→ EXPLORER LE DOCUMENT
- 1) Recopiez sans rien changer le passage de l'extrait sur les activités de classe situé entre « Situation : une séance » et « à la classe. », ces deux bornes comprises.
- 2) Répondez aux questions suivantes d'après l'extrait sur les activités de classe.
(a) Quelle est la durée de la séance prévue pour la foire aux savoirs ?
(b) Que peut contenir chaque carte préparée par le professeur ?
(c) Combien de leçons sont consacrées à la planification, à la réalisation et à la présentation des productions ?
- 3) Prolongez l'extrait sur les activités de classe en reprenant juste après sa dernière phrase.

→ EXTRAIT PRÉSENTÉ
--------------------
8.1.3. La foire aux savoirs
Objectif : mobiliser les élèves lors d’une prochaine séance d’apprentissage.
Situation : une séance de 20 minutes, en amont de la séance principale qui permet aux élèves de poser des questions sur un nouveau thème choisi par l’enseignant. Le professeur ayant prévu les obstacles possibles à la construction de la notion, il a préparé des réponses écrites sur des cartons qui sont à la disposition des élèves. Chaque carte peut contenir : un mot-clé, une définition, une image, une liste de mots… Les élèves cherchent les cartes réponses correspondantes à leur question. Ensuite, ils présentent chaque question/réponse à la classe.
Consigne : « Choisissez une question sur le thème énoncé et trouvez la bonne réponse parmi les cartes. »
Variantes : les réponses peuvent figurer sur des cartons, dans des textes, des manuels scolaires, des sites internet…
Esprit de la mesure : ne pas rester les élèves avec leurs interrogations en tête.

Repéré à https://web.ac-toulouse.fr/automne_modules_files/pDocs/public/r26541_61_livret_dexemples_de_mesures_de_diffe769renciations_pe769dagogiques.pdf

8.2. Des projets collectifs pour la classe

Introduire la méthode qui permet le choix aux élèves.

8.2.1. Pour le collège : on peut choisir la France ou sa capitale comme thème principal du projet. Le but du projet, ou bien de la tâche est de réaliser un travail qui présente un point de vue sur la France/Paris en utilisant des moyens et matériaux appropriés. Les élèves peuvent donc eux-mêmes choisir le point de vue selon leurs intérêts et décider comment ils vont réaliser le travail.

8.2.2. Travail en paires ou seuls : Les élèves décident de leur sujet et planifient la réalisation du travail. Des idées originales mais en même temps réalisables : trois ou quatre leçons entières pour la planification, réalisation et présentation de leurs productions.
--------------------
→ DONNÉES EXTRAITES
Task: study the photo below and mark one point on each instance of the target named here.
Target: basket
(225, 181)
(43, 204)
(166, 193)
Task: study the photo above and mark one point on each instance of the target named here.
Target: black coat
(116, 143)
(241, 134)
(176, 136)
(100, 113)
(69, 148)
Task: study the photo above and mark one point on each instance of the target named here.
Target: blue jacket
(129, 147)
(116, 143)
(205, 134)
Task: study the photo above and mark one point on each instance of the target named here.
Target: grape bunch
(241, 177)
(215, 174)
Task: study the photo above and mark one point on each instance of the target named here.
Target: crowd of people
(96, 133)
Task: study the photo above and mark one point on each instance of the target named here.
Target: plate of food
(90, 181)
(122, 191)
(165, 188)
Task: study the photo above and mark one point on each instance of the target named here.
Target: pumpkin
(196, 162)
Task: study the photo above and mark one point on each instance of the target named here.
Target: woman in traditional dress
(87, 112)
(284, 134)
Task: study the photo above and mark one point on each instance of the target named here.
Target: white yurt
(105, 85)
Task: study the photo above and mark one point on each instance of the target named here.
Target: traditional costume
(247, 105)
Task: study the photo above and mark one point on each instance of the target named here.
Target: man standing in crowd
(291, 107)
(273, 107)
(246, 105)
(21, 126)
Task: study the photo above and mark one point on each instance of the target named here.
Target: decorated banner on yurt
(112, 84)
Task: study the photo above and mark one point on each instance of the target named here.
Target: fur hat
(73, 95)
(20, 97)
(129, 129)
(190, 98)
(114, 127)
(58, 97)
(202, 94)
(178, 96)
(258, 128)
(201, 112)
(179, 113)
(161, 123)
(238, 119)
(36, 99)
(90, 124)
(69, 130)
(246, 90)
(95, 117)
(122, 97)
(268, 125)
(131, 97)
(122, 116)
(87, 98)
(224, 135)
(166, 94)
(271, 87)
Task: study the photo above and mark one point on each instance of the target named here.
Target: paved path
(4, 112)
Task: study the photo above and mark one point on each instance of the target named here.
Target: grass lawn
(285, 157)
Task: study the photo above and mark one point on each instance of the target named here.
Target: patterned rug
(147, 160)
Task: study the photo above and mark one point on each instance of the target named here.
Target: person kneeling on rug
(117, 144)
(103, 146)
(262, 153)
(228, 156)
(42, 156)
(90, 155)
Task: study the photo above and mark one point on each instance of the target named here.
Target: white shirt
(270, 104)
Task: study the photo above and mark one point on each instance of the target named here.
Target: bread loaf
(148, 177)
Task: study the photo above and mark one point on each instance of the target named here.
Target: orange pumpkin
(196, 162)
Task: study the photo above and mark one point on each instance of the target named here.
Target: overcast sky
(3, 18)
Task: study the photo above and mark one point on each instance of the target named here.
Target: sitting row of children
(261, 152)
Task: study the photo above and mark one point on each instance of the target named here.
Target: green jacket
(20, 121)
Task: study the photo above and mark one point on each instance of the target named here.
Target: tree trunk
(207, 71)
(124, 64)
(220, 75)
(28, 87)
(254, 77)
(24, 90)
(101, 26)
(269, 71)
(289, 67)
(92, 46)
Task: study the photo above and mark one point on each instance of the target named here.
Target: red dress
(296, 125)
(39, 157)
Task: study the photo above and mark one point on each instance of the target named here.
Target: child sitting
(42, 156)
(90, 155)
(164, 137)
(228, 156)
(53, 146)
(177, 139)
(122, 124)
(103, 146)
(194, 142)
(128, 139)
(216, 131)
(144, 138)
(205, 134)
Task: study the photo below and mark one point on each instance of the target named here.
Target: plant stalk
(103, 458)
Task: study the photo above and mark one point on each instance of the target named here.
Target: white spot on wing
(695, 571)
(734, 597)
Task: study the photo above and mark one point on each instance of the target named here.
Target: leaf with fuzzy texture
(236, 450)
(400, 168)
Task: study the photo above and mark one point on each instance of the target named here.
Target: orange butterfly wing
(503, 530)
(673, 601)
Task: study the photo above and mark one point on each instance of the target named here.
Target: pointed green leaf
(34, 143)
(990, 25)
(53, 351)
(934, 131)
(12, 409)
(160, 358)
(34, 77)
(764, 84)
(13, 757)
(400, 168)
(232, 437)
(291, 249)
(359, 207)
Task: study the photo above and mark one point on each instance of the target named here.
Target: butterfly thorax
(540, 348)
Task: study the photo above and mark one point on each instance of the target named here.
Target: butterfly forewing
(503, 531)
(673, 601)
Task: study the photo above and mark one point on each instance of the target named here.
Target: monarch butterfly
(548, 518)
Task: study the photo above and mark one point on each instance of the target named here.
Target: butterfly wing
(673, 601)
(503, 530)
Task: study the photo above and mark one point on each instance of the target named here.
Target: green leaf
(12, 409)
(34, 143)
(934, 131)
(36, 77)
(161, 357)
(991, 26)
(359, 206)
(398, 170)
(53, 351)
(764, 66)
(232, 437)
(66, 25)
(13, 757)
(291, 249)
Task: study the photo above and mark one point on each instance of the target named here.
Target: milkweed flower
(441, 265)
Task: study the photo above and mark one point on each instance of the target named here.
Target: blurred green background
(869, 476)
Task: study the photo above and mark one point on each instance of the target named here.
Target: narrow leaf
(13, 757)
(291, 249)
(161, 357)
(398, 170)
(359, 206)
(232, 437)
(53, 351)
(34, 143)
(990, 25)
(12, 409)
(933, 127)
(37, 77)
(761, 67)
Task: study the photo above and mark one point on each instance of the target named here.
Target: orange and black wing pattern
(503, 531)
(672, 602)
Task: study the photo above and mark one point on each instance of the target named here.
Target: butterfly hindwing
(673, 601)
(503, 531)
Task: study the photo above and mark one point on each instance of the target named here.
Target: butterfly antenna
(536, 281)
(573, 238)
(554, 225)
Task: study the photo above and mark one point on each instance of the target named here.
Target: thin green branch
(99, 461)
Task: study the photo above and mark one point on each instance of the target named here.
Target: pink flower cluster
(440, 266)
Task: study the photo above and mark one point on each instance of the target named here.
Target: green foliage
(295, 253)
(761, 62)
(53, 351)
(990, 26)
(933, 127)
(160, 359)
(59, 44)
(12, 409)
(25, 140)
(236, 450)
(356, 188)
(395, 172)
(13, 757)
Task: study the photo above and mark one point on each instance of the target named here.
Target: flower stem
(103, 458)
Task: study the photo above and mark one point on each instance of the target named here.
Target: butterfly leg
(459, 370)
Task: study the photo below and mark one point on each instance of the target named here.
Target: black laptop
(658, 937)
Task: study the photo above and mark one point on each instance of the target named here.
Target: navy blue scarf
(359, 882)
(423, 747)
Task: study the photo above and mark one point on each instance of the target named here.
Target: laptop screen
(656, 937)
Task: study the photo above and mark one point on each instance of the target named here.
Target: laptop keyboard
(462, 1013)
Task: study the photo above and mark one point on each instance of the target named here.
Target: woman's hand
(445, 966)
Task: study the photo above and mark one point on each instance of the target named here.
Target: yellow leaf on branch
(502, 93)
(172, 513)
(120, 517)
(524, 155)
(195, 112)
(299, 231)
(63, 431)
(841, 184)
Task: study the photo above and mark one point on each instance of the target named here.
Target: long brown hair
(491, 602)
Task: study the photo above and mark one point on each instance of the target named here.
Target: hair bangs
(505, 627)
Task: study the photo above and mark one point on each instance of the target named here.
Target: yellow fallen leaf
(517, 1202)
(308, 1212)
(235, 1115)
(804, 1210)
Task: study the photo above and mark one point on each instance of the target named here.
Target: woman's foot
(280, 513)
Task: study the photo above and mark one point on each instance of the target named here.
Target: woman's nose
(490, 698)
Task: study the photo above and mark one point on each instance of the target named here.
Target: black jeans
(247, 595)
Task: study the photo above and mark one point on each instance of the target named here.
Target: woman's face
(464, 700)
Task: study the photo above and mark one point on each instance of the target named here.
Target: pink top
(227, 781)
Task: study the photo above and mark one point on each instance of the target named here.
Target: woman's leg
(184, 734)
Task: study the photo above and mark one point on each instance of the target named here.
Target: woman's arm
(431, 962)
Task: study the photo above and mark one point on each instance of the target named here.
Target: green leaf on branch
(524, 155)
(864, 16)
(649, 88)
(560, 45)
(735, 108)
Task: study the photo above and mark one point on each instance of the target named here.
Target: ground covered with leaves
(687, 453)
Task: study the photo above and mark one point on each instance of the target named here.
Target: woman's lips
--------------------
→ RÉPONSES AUX CONSIGNES
- 1)
Situation : une séance de 20 minutes, en amont de la séance principale qui permet aux élèves de poser des questions sur un nouveau thème choisi par l’enseignant. Le professeur ayant prévu les obstacles possibles à la construction de la notion, il a préparé des réponses écrites sur des cartons qui sont à la disposition des élèves. Chaque carte peut contenir : un mot-clé, une définition, une image, une liste de mots… Les élèves cherchent les cartes réponses correspondantes à leur question. Ensuite, ils présentent chaque question/réponse à la classe.

- 2)
(a) 20 minutes.
(b) Un mot-clé, une définition, une image, une liste de mots…
(c) Trois ou quatre leçons entières.

- 3)
8.2.3. Pour le primaire : Organiser une fête Halloween à votre école. Sur le site https://www.teteamodeler.com/dossier/halloween/diapo-halloween-09.asp, vous pouvez trouver plusieurs idées pour vos élèves à travailler en paires ou seuls.
En voici quelques-unes :
 Bonbons Halloween
 Cartes Halloween
 Citrouilles Halloween
 Cliparts, e-cartes, fonds d’écran
 Coloriages Halloween
 Cuisine Halloween
 Décorations Halloween
 Déguisements
 Costumes d’Halloween
 Maquillage d’Halloween
 Maquiller les enfants pour Halloween
 Histoire et légendes Activités sur Halloween
 Jeux Jouets d’Halloween

9. Des outils numériques qui favorisent la DP

9.1. Padlet

Une application en ligne permettant de créer un mur de travail collaboratif : travail collaboratif et coopératif en groupes. Dépôt de productions par les élèves
Inscription sur http://www.padlet.com (gratuit)

9.2. Genially

Une application en ligne permettant de générer des images interactives, en leur adjoignant du texte, des vidéos, des liens vers des pages web.
Inscription sur https://www.genial.ly/fr (gratuit)

9.3. Framindmap

Logiciel libre et gratuit, sans installation. Les cartes peuvent être partagées, modifiées à plusieurs (pas en temps réel), téléchargées sous différents formats (freemind, images, texte). Vous pouvez les insérer dans votre site web.
Inscription sur https://framindmap.org/

10. Conclusion

En résumé, ni un enseignement « tout collectif », ni un enseignement « tout individualisé » est une assurance de succès. Il n’existe pas de « recette miracle », mais un panel de pratiques pédagogiques que l’enseignant doit être capable d’adapter aux situations d’apprentissage et aux élèves.
La pratique de la pédagogie différenciée accorde une place importante aux travaux de groupes ce qui favorise les interactions entre les individus, améliore les relations avec les autres et conduit à un élargissement des stratégies cognitives de tous et un enrichissement mutuel. Elle permet aux individus de prendre confiance en eux et dans leurs capacités tout en gardant leur autonomie. Pour l’enseignant appliquer la méthodologie différenciée c’est 

Accepter de travailler sur soi, ses préjugés, ses images de l’apprenant acceptable…. remettre constamment en cause l’organisation de la classe et des activités, pour jongler avec les contraintes de temps et l’espace, pour tirer le meilleur parti des possibilités de groupement et d’interaction (Perrenoud, 1994).